── TEXT SEGMENT
Pandas are kind of like the Dutch. They like to hump, just not each other.
by Linda Chacko

If pandas were a 90s scandal, they’d be Vili Fualaau because at a young age they make lady pandas pregnant. If Giant Pandas were one of the Beatles, they’d be George because they’re quiet and gentle and their wives leave them shortly after becoming pregnant. If pandas walked around the dance club with their shirts off, it would most certainly come off as artificial posturing. There are many panda fanatics in the world because, let’s face it, they’re intriguing animals. If pandas were any more interesting, there would surely be social problems in their Chinese homeland.

In my panda research I stumbled across Panda Magic For Kids by Kathy Feeney. According to the book’s protagonist, May, the panda is China’s flagship animal (like America’s bald eagle). May thinks they’re awesome, too. She saw some at the zoo with her granddad. (He used to see them in the wild as a boy, back before he became a full-fledged Chinaman, and he considers himself a bit of an authority on the subject.) May went on to say that “Giant Panda” is a bit of a misnomer because pandas only weigh between 200 and 350 pounds. She had an illustration in her book of a teeter-totter with a large stack of pandas weighted evenly with just one elephant. It was a pretty asinine drawing, to be honest, but I guess it got the point across. It’s hard to believe that pandas would put up with this shit. They’re supposed to be rock-solid loners, steady rocking to a brand new beat. A little funky, cute to the nines and slaying us with that soft-ass fur. But when they start Uncle Tomming around on teeter-totters, it gets a little ridiculous.

Hey, May, if your blessed pandas are so remarkable, why do they walk right past their food sometimes, never even noticing it? Why do they choose to remain in Third World poverty, when there’s clearly demand for them on the world stage? Why do so many of them (nearly 3%) fall out of trees and impale themselves on bamboo? Maybe because they’re retards? There’s an old Chinese proverb about the one-armed panda: It was hanging in a tree and someone waved to it. Ha ha! Fuck you, pandas!

No, wait(!), don’t! May claims that there are maybe only a couple thousand pandas left because her ancestors ground them all up into a fine powder to take with their magical herbs and roots. Her grandpa thought it was why they all did so good on their SATs, until panda dust was illegal and they kept on ruling at Math. Grandpa felt guilty about all the pandas he’d needlessly consumed, and he made his son stay in China to become a biologist and try to save the bears that aren’t bears at all. Koalas? No buddy! Pandas! They’re not even bears either! Nobody really knows what they are. These days, scientists are mostly busy trying to find nerdy ladies on the internet. They haven’t even bothered to figure out what pandas are exactly. They think maybe they’re related to raccoons.
────
── COLLECTED DATA
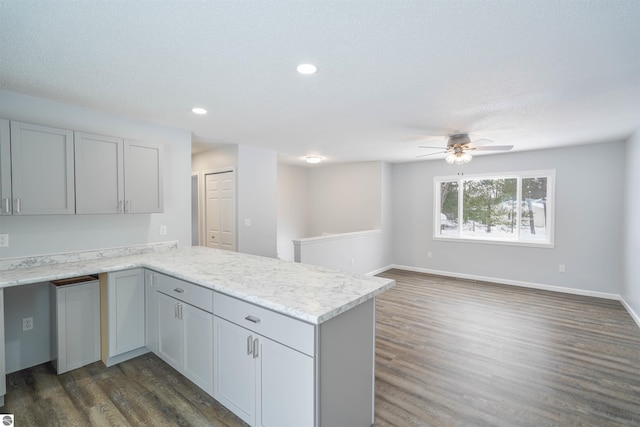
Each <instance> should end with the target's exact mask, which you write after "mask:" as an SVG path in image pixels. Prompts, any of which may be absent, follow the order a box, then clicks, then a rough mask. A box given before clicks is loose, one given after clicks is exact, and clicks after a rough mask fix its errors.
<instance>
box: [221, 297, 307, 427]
mask: <svg viewBox="0 0 640 427" xmlns="http://www.w3.org/2000/svg"><path fill="white" fill-rule="evenodd" d="M214 313H215V314H216V316H215V317H214V337H215V341H214V358H213V360H214V377H215V379H216V381H215V384H214V393H213V397H214V398H216V399H217V400H218V401H219V402H220V403H222V404H223V405H225V406H227V407H228V408H229V409H230V410H231V411H233V412H234V413H235V414H236V415H238V416H239V417H240V418H242V419H243V420H244V421H245V422H247V423H248V424H249V425H251V426H264V427H270V426H274V427H275V426H279V427H313V426H315V425H316V423H315V399H314V396H315V388H314V387H315V386H314V384H315V360H314V357H313V356H314V349H315V328H314V326H313V325H311V324H308V323H305V322H301V321H299V320H295V319H292V318H290V317H287V316H284V315H281V314H278V313H275V312H272V311H269V310H266V309H263V308H261V307H258V306H255V305H253V304H249V303H246V302H244V301H240V300H237V299H235V298H231V297H228V296H226V295H223V294H218V293H216V294H215V296H214ZM276 340H278V341H276Z"/></svg>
────
WORK REQUIRED
Copy word for word the part of the panda piece that begins at the words "by Linda Chacko" and stops after "their Chinese homeland.". Work only from the text itself.

OUTPUT BELOW
by Linda Chacko

If pandas were a 90s scandal, they’d be Vili Fualaau because at a young age they make lady pandas pregnant. If Giant Pandas were one of the Beatles, they’d be George because they’re quiet and gentle and their wives leave them shortly after becoming pregnant. If pandas walked around the dance club with their shirts off, it would most certainly come off as artificial posturing. There are many panda fanatics in the world because, let’s face it, they’re intriguing animals. If pandas were any more interesting, there would surely be social problems in their Chinese homeland.